■ **PASSAGE TO READ**:
★ ★ ★ ★

At times, the Burmese government has attempted to limit usage of Western loans, especially from English. For example, in Burma, publications containing the word တယ်လီဗီးရှင် (directly transliterated from English "television") must be replaced with a Burmese substitute ရုပ်မြင်သံကြား, literally "see picture, hear sound." Another example is the Burmese word for vehicle, which is officially ယာဉ် ([jɪ̀ɴ] Pali derivative, "vehicle") but ကား ([ká] English loan, "car") in spoken Burmese. Some common English word loans have fallen out of usage, like ယူနီဗာစတီ ([jùnìbàsətì]), which has been replaced with a recent Pali loan တက္ကသိုလ် ([teʔkəðò]), created by the Burmese government and derived from တက္ကသီလ (takkasila) the Pali spelling of Taxila, an ancient university town in modern-day Pakistan.

★ ★ ★ ★

■ **REQUIREMENTS**:
**A.** Reproduce the stretch of the passage on Burmese loanwords from "At times, the" through "in modern-day Pakistan.", character for character.
**B.** List every phonetic transcription enclosed in square brackets in the passage on Burmese loanwords.
The lines after this point have no connection to the passage on Burmese loanwords.

★ ★ ★ ★

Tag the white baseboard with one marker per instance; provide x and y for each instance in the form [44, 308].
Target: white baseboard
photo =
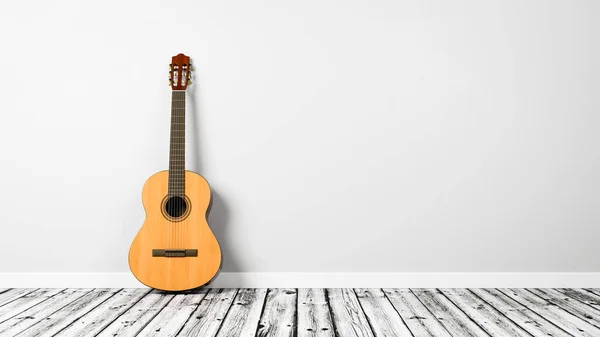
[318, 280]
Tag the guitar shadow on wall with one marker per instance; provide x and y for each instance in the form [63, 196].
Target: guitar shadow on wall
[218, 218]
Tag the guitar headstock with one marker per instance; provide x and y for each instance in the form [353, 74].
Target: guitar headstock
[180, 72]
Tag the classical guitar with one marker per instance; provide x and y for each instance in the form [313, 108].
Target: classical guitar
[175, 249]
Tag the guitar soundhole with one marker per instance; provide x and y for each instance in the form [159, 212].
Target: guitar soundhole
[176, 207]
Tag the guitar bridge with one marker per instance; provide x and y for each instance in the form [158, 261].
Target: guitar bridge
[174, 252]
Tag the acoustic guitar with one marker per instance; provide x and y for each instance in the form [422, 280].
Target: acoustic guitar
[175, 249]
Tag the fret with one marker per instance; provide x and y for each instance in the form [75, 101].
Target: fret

★ ★ ★ ★

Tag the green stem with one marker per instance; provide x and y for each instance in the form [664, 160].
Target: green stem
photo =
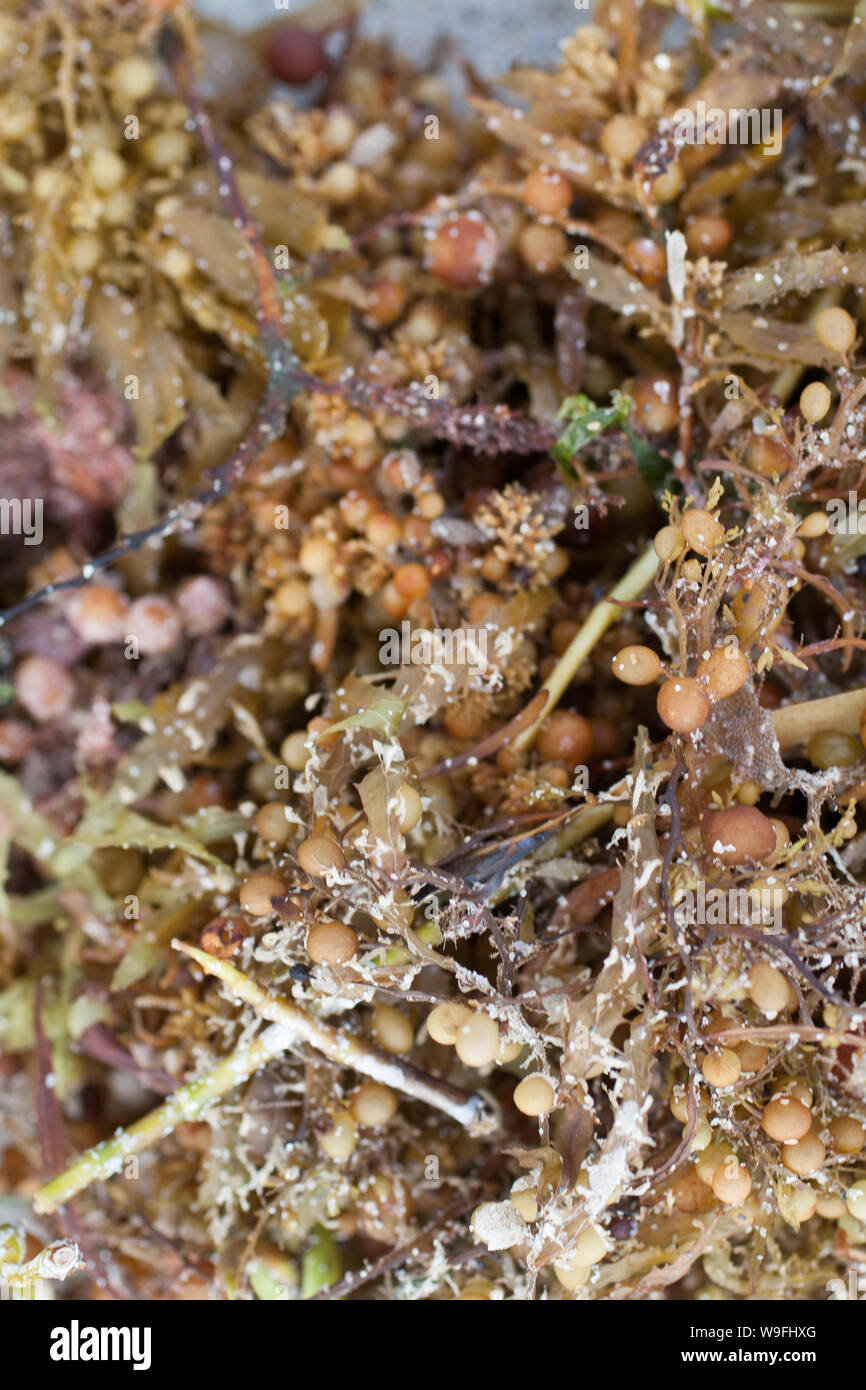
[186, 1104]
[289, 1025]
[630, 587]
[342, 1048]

★ ★ ★ ★

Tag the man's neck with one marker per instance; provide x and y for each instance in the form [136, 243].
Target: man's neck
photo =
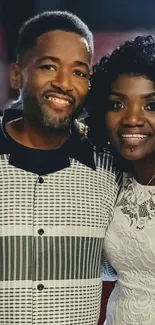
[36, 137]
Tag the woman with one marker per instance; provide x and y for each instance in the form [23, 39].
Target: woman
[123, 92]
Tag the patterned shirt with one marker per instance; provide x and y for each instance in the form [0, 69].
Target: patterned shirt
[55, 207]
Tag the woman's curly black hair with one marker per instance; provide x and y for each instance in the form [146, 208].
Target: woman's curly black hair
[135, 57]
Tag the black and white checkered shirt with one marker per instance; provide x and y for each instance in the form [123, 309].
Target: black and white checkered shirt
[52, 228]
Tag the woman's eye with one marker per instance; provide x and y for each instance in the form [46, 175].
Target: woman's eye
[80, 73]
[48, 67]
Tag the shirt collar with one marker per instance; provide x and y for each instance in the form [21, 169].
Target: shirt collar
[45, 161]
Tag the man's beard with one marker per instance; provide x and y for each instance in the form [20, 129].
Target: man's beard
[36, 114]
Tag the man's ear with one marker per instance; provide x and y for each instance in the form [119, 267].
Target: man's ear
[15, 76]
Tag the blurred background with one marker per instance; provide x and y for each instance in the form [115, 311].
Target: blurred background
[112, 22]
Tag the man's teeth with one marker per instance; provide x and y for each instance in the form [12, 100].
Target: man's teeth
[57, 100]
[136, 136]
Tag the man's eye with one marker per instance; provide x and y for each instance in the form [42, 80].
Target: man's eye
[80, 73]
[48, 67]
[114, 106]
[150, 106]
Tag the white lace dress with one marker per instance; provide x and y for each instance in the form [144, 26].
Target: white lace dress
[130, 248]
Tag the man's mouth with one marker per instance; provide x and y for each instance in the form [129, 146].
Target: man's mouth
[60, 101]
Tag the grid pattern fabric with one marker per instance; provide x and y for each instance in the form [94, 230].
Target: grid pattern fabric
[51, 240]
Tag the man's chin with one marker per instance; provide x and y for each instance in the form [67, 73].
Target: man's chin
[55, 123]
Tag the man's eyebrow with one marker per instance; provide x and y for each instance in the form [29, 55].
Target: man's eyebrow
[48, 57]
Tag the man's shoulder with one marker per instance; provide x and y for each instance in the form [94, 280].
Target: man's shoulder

★ ★ ★ ★

■ **COMPLETED EXERCISE**:
**A.**
At times, the Burmese government has attempted to limit usage of Western loans, especially from English. For example, in Burma, publications containing the word တယ်လီဗီးရှင် (directly transliterated from English "television") must be replaced with a Burmese substitute ရုပ်မြင်သံကြား, literally "see picture, hear sound." Another example is the Burmese word for vehicle, which is officially ယာဉ် ([jɪ̀ɴ] Pali derivative, "vehicle") but ကား ([ká] English loan, "car") in spoken Burmese. Some common English word loans have fallen out of usage, like ယူနီဗာစတီ ([jùnìbàsətì]), which has been replaced with a recent Pali loan တက္ကသိုလ် ([teʔkəðò]), created by the Burmese government and derived from တက္ကသီလ (takkasila) the Pali spelling of Taxila, an ancient university town in modern-day Pakistan.

**B.**
[jɪ̀ɴ]
[ká]
[jùnìbàsətì]
[teʔkəðò]